**To do**.
For the word "shoreline", return each line of the data in which it occurs.

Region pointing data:
——
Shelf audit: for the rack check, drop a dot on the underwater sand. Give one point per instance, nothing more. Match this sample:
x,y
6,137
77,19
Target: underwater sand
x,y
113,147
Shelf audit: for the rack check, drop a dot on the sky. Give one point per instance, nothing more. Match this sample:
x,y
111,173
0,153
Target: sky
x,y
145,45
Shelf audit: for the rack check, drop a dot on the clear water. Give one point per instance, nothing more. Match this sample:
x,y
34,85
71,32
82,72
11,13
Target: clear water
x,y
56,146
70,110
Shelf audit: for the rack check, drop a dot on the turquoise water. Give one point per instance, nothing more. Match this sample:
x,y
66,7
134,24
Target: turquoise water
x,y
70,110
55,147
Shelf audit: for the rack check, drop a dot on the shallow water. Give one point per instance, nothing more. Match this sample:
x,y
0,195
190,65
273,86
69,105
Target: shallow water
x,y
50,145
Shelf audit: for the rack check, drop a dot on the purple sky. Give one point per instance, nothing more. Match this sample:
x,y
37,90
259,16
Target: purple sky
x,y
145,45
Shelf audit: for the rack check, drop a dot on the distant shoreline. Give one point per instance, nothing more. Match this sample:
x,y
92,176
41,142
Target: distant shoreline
——
**Response**.
Shelf audit: for the rack check, drop a dot on the distant shoreline. Give one point per instance, nothing more. Match this sample:
Target: distant shoreline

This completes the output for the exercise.